PROBLEM 1 — Retype the part of the evidence-law video descriptions starting at "The Trial of" and ending at "evils of hearsay.".
PROBLEM 2 — Write what comes next in the evidence-law video descriptions, picking up after their last sentence.

SOURCE DOCUMENT —
════════════════════

Character Evidence in Civil Cases View Video [Character Evidence]
Lawyers associate character evidence with criminal trials, but this evidence can play a key role in civil litigation. Erin Brock, the lawyer for a sex discrimination plaintiff, uses her superior knowledge of character evidence to negotiate a settlement with the defendant's attorney (Ted Boot). Stop the video after each of Ted's statements and see if you can formulate Erin's response. Bonus question: If the case goes to trial, can the plaintiff introduce Ted's statement about the manager's "old fashioned" behavior?
The Trial of Sir Walter Raleigh View Video [Hearsay]
Sir Walter Raleigh stood trial for treason in 1603. The only evidence against Raleigh was hearsay, and he had no opportunity to confront his accusers. But 17th century English law allowed hearsay evidence, and Raleigh was convicted. Courts frequently refer to this trial to illustrate the evils of hearsay.
Witness for the Prosecution View Video [Hearsay and Character Evidence]
US Attorney Sherry Holmes discusses a pending case with her assistant, Ken Watson. Are they right to worry about defense counsel's cross examination of this witness? Will defense counsel be able to ask about the tattoos? What about displaying them to the jury? The discussion is based on United States v. Figueroa, 548 F.3d 222 (2d Cir. 2008).
Prosecution Dilemma 2.0 View Video [Hearsay]
US Attorney Holmes and her assistant, Ken Watson, are at it again. When an assault victim dies, the prosecution faces proof issues. The government will prevail only if Ken can identify a hearsay exception to admit the victim's statements. Pause before each of Ken's statements to formulate your own responses.
The Joint Action View Video [Hearsay and Character Evidence]
Mary Green, who appeared as a prosecution witness in "Crack Addict on the Stand," is in trouble again. Here, she discusses pending charges with her public defender. The charges resemble those in United States v. Mares, 441 F.3d 1152 (10th Cir. 2006). You can't make these facts up! Again, you can pause the video after each of Mary's statements. As her lawyer, how would you respond?

════════════════════

EXERCISE DATA —
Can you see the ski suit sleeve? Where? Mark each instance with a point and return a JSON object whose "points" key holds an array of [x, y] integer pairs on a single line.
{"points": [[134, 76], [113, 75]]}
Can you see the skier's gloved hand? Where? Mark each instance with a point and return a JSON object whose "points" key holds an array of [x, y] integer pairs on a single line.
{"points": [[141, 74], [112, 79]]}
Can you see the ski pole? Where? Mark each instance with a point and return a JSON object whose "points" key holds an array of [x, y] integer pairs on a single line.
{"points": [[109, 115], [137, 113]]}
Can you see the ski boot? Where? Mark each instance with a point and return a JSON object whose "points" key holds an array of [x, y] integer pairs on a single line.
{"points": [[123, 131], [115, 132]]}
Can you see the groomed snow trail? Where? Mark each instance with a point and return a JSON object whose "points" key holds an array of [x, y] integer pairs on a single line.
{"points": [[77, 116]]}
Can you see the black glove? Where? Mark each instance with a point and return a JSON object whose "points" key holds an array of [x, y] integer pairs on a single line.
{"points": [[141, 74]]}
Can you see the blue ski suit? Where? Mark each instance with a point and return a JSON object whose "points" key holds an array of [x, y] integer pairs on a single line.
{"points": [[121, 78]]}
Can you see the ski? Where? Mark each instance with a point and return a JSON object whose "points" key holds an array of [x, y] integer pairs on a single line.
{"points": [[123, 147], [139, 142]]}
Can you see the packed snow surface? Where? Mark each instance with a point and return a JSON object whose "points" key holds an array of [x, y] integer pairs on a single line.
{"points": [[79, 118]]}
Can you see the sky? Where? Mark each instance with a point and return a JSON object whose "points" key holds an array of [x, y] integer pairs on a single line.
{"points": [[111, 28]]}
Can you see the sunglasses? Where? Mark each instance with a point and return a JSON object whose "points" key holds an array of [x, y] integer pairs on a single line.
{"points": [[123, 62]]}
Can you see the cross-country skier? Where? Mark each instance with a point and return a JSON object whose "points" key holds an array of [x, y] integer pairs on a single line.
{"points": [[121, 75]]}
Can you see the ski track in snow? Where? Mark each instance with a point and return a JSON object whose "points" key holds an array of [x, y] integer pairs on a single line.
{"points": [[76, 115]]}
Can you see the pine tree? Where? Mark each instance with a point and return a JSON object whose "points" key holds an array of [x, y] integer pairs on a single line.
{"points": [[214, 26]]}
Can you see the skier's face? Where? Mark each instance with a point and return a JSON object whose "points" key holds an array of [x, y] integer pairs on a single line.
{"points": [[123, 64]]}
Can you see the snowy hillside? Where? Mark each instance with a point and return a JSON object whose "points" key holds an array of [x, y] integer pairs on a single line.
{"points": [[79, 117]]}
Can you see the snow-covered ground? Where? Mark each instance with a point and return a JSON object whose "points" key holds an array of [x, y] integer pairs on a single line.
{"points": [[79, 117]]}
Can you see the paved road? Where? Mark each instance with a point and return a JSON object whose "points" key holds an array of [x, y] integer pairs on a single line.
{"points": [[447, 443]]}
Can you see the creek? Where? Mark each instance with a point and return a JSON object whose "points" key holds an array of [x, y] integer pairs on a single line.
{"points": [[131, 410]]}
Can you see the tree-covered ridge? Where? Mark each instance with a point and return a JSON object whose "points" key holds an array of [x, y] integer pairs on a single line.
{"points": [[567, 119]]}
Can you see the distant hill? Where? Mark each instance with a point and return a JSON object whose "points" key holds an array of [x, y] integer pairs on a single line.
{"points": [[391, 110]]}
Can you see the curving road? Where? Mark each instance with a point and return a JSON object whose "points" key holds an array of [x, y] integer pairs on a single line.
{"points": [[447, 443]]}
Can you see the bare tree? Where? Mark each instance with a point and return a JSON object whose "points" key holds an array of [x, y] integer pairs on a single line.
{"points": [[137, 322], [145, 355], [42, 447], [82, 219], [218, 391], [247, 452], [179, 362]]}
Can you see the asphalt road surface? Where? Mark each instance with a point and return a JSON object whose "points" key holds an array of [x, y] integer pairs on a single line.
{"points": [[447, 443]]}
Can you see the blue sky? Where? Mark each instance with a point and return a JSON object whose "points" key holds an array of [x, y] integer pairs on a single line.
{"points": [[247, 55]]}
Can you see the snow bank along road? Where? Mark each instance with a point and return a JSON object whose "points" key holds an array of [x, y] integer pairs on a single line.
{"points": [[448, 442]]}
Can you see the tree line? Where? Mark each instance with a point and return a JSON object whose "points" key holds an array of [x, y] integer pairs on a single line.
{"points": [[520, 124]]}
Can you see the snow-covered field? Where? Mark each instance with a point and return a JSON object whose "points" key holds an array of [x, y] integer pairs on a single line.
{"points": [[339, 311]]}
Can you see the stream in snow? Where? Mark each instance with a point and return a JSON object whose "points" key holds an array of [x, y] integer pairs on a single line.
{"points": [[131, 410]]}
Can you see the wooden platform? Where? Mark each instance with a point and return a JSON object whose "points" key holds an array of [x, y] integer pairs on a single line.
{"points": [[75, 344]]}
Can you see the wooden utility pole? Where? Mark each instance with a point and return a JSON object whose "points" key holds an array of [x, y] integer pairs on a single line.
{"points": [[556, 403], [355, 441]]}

════════════════════

RESPONSE BOX 1 —
The Trial of Sir Walter Raleigh View Video [Hearsay]
Sir Walter Raleigh stood trial for treason in 1603. The only evidence against Raleigh was hearsay, and he had no opportunity to confront his accusers. But 17th century English law allowed hearsay evidence, and Raleigh was convicted. Courts frequently refer to this trial to illustrate the evils of hearsay.

RESPONSE BOX 2 —
Med Mal Chapter One View Video [Privileges]
Dr. Ronald Trump has been sued for medical malpractice. He shares his feelings about the suit with an unidentified woman. Is the conversation privileged? Or will the plaintiff be able to force the woman to repeat the conversation in court? Does it matter whether the woman is Trump's wife, friend, or mistress? This video was inspired by a similar scene in Robin Cook's thriller Crisis, and the characters adapt some of the lines from that book.
Med Mal Chapter Two View Video [Hearsay and Privileges]
This video complements "Med Mal Chapter One." Here, trial attorney Florence Lee Bailey advises Dr. Ronald Trump on his malpractice defense. Trump reveals that the woman in "Med Mal Chapter One" was his mistress. Bailey gives Trump the bad news that none of his comments to a mistress, other friends, or colleagues are privileged. The plaintiff can call all of those people to testify against Trump in court. Bailey also asks Trump about his facebook postings, a common source of contemporary evidence. This video, like "Med Mal Chapter One," builds loosely on a scene from Robin Cook's Thriller Crisis and draws some language from that scene.
Shall We Dance? View Video [Presumptions]
Cindy and her fiance explore the four types of presumptions used in the law. Rules of substantive law govern the effect of particular presumptions, but understanding the general categories can help you recognize those effects.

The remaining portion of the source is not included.